─── EXTRACTED RECORDS

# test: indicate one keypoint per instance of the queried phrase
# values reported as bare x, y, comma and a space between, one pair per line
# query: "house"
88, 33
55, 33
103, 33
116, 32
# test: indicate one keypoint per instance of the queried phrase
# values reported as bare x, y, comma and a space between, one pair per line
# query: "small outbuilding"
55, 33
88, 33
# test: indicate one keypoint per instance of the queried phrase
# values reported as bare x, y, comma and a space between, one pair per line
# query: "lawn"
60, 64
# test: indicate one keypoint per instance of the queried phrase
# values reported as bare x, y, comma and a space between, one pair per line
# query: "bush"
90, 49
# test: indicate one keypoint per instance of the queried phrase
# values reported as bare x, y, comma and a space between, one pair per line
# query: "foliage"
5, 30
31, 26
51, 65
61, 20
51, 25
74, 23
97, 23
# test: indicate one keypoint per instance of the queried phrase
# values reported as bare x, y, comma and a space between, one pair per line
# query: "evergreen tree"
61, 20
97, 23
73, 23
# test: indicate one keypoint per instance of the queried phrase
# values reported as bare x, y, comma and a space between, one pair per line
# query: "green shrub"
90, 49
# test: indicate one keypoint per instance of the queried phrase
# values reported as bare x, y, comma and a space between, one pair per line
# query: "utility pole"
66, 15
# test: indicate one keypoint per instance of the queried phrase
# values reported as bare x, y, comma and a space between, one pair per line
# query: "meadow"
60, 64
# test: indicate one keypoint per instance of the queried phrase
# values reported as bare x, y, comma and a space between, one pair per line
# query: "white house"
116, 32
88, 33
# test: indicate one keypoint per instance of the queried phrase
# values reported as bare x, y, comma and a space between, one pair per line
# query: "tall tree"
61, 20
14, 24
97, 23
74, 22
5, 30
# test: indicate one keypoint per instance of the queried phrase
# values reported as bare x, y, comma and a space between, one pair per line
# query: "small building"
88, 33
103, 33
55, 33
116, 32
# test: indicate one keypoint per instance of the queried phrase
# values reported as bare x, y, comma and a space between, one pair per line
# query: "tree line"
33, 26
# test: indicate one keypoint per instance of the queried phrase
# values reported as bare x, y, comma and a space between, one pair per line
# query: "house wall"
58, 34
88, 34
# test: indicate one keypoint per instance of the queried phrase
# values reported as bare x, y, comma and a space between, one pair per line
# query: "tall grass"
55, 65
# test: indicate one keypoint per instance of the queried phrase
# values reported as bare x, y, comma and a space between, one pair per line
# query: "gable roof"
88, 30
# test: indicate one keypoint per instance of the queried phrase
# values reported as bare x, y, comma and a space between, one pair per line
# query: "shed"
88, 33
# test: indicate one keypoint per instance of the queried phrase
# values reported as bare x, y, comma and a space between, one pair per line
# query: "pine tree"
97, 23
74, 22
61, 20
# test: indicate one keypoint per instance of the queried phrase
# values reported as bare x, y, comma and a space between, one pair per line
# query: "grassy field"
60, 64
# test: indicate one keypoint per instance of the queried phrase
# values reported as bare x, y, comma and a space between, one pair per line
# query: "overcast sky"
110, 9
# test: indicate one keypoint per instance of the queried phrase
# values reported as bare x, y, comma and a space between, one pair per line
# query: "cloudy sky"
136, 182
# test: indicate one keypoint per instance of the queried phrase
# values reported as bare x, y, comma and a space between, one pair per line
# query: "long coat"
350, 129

──────

#### TO BE DONE
Please pull out every line of the entries above that contains the word "house" and copy each one unchanged.

#### EXERCISE RESULT
# query: "house"
# query: "white house"
# query: "house wall"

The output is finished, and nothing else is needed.